Annotation data for object locations:

____

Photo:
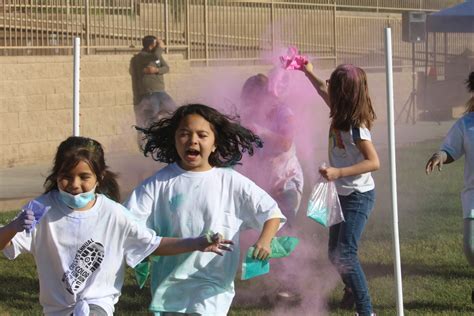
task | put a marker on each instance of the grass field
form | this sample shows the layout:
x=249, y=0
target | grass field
x=436, y=277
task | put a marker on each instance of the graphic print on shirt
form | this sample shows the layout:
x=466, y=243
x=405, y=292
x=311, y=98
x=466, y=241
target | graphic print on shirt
x=87, y=260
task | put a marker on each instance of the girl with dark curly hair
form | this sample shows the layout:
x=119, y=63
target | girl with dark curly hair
x=199, y=192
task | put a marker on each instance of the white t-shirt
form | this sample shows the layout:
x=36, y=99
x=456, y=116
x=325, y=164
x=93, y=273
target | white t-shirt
x=343, y=152
x=460, y=141
x=179, y=203
x=80, y=255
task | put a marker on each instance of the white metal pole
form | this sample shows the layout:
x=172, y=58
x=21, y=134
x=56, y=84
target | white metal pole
x=76, y=90
x=393, y=168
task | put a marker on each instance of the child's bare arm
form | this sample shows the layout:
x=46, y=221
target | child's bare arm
x=370, y=163
x=262, y=246
x=23, y=221
x=319, y=84
x=170, y=246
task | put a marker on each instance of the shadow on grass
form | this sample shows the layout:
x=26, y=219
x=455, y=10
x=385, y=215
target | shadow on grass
x=449, y=272
x=18, y=292
x=424, y=307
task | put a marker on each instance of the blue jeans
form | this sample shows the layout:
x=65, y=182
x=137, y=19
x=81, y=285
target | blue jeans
x=344, y=242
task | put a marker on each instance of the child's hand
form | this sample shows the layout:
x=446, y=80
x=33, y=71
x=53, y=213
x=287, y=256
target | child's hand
x=24, y=220
x=330, y=173
x=308, y=67
x=215, y=243
x=262, y=250
x=436, y=160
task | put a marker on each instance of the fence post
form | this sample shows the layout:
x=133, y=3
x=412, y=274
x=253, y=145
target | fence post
x=87, y=37
x=76, y=85
x=167, y=25
x=206, y=31
x=335, y=31
x=272, y=21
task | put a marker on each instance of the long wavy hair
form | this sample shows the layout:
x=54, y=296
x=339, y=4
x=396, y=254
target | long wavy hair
x=232, y=139
x=350, y=104
x=75, y=149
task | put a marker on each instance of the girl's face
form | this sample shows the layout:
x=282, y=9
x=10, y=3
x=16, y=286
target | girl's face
x=78, y=180
x=194, y=141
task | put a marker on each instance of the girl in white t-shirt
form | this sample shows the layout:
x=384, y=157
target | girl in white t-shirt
x=83, y=239
x=352, y=157
x=458, y=142
x=199, y=191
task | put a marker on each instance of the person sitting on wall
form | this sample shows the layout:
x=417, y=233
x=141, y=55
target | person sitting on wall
x=147, y=68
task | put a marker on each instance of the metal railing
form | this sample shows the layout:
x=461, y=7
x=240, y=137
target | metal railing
x=215, y=31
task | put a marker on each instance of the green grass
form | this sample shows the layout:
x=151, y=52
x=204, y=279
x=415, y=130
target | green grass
x=436, y=277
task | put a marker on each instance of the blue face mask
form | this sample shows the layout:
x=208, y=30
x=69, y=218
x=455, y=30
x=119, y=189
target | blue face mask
x=77, y=201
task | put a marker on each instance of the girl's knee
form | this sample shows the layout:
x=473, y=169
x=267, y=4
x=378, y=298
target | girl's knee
x=469, y=240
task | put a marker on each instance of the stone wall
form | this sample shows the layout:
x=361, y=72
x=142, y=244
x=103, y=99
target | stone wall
x=36, y=100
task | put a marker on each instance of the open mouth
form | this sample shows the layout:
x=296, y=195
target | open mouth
x=192, y=153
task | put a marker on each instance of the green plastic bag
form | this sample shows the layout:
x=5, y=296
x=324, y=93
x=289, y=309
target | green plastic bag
x=323, y=205
x=142, y=270
x=280, y=247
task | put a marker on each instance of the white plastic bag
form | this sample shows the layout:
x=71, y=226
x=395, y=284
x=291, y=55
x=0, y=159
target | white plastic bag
x=323, y=205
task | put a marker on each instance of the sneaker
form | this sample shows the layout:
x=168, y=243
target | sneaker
x=347, y=301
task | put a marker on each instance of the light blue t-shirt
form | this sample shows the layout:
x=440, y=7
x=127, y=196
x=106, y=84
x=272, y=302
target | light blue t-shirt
x=460, y=141
x=179, y=203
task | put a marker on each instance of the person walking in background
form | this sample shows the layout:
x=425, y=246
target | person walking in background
x=458, y=142
x=352, y=158
x=275, y=167
x=84, y=237
x=147, y=68
x=200, y=191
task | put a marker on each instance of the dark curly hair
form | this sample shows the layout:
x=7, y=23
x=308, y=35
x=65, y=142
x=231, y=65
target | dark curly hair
x=350, y=103
x=232, y=139
x=71, y=152
x=470, y=88
x=470, y=82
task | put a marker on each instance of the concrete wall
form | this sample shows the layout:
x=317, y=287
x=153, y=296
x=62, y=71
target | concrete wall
x=36, y=100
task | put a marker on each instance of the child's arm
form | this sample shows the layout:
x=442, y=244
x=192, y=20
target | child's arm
x=438, y=159
x=319, y=84
x=370, y=163
x=23, y=221
x=170, y=246
x=262, y=246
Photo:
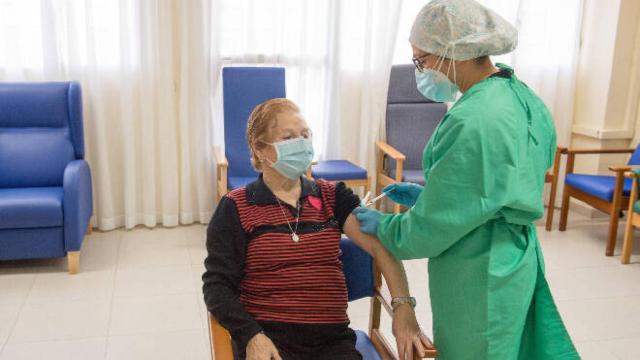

____

• **EXERCISE AIM**: Reproduce the entire listing above line for line, without any changes. Omit the pictures from your output.

• **FINAL ANSWER**:
Photo:
task | put a marker on each instance of the grass field
form | this sample shows the layout:
x=249, y=0
target | grass field
x=436, y=277
task | put a marker on each instance of the graphic print on shirt
form | this sample shows the layout:
x=466, y=243
x=405, y=292
x=311, y=98
x=466, y=241
target | graphic print on shirt
x=87, y=260
task | put a marker on each instance of the girl with dark curly hair
form | this sample shows the layout:
x=119, y=63
target | girl with dark curly hair
x=199, y=192
task | put a marker on each instance of the white t-shirt
form | this sample shows the layout:
x=36, y=99
x=456, y=116
x=325, y=164
x=93, y=273
target | white t-shirt
x=343, y=152
x=460, y=141
x=179, y=203
x=80, y=255
task | put a marker on each instance of the white metal pole
form | this sample shows the layout:
x=172, y=58
x=21, y=134
x=56, y=84
target | white metal pole
x=76, y=90
x=393, y=168
task | put a marker on each instance of the child's bare arm
form | this sample shows the layout:
x=46, y=221
target | child's bare arm
x=370, y=163
x=262, y=246
x=23, y=221
x=319, y=84
x=170, y=246
task | put a marker on each instance of the shadow on grass
form | this sample shows the layout:
x=26, y=219
x=455, y=10
x=385, y=215
target | shadow on grass
x=449, y=272
x=18, y=292
x=424, y=307
task | put a marker on each instance of the blue jeans
form | this sample shows the layout:
x=65, y=182
x=137, y=19
x=81, y=285
target | blue jeans
x=344, y=242
task | put a marker on each instance of the child's hand
form | this sample shows the layout:
x=446, y=80
x=33, y=71
x=53, y=213
x=287, y=256
target | child's hand
x=24, y=220
x=330, y=173
x=308, y=67
x=215, y=243
x=262, y=250
x=436, y=160
task | put a marker on each instance of the fence post
form | this sample shows the layout:
x=133, y=3
x=412, y=274
x=253, y=145
target | fence post
x=87, y=37
x=76, y=85
x=167, y=25
x=206, y=31
x=335, y=31
x=272, y=21
task | put a marker on each instance of the long wavy hair
form | this sample shows the layout:
x=54, y=296
x=339, y=4
x=396, y=254
target | long wavy hair
x=232, y=139
x=350, y=104
x=75, y=149
task | put a marker on each instance of the girl's face
form | this sample shows the layout:
x=282, y=9
x=10, y=3
x=16, y=286
target | girl's face
x=78, y=180
x=194, y=141
task | put a marker on each instance of the girl in white t-shirt
form | this sample shows the layout:
x=384, y=157
target | girl in white t-shirt
x=83, y=239
x=352, y=157
x=458, y=142
x=199, y=191
task | put a marker on each instance of the person sitting on wall
form | this sample shows the layout:
x=417, y=233
x=141, y=55
target | person sitting on wall
x=147, y=68
task | put a marker on each instance of the metal railing
form | this sample shows the layout:
x=461, y=7
x=240, y=137
target | metal railing
x=215, y=31
task | put a marker on each instance of the green grass
form | this sample shows the layout:
x=151, y=52
x=204, y=279
x=415, y=130
target | green grass
x=436, y=277
task | put a marker on each instance of the blue face mask
form | this sample shows the layout:
x=208, y=30
x=69, y=218
x=455, y=30
x=119, y=189
target | blue face mask
x=77, y=201
task | put a marker on each instance of the girl's knee
form | this sample shows the layout:
x=473, y=169
x=267, y=4
x=378, y=298
target | girl's knee
x=469, y=240
task | put a marker on each instance of the stone wall
form | this sample shows the layout:
x=361, y=72
x=142, y=244
x=103, y=99
target | stone wall
x=36, y=100
task | put a marker on each instance of the open mouth
form | this sample shows the layout:
x=296, y=195
target | open mouth
x=192, y=153
task | put a marker on each instance of the green plastic bag
form | this sample shows the layout:
x=5, y=296
x=324, y=93
x=289, y=309
target | green plastic bag
x=323, y=205
x=142, y=270
x=280, y=247
task | put a marker on each instance of the white plastic bag
form | this sample shows the layout:
x=71, y=226
x=395, y=284
x=291, y=55
x=0, y=159
target | white plastic bag
x=323, y=205
task | put a marker on each instance of the sneaker
form | this sample shows the layout:
x=168, y=243
target | sneaker
x=347, y=301
task | put a marker on each instance of the light blue t-shirt
form | this sample shows the layout:
x=440, y=7
x=127, y=196
x=106, y=84
x=272, y=302
target | light blue t-shirt
x=460, y=141
x=179, y=203
task | put a marker on each instance of the person walking in background
form | this sample shows the layout:
x=425, y=246
target | person walking in background
x=458, y=142
x=352, y=158
x=275, y=167
x=84, y=237
x=147, y=68
x=200, y=191
task | put a marker on each instance of the dark curly hair
form | this sample shows the layout:
x=7, y=23
x=308, y=35
x=65, y=142
x=231, y=65
target | dark curly hair
x=350, y=103
x=232, y=139
x=71, y=152
x=470, y=88
x=470, y=82
task | put a marker on each instance of the concrete wall
form | this sample shows the layout:
x=317, y=287
x=153, y=296
x=62, y=71
target | concrete wall
x=36, y=100
task | put a marker on each instance of the child's arm
form | this sample shows the layout:
x=442, y=244
x=192, y=20
target | child's arm
x=438, y=159
x=319, y=84
x=370, y=163
x=23, y=221
x=170, y=246
x=262, y=246
Photo:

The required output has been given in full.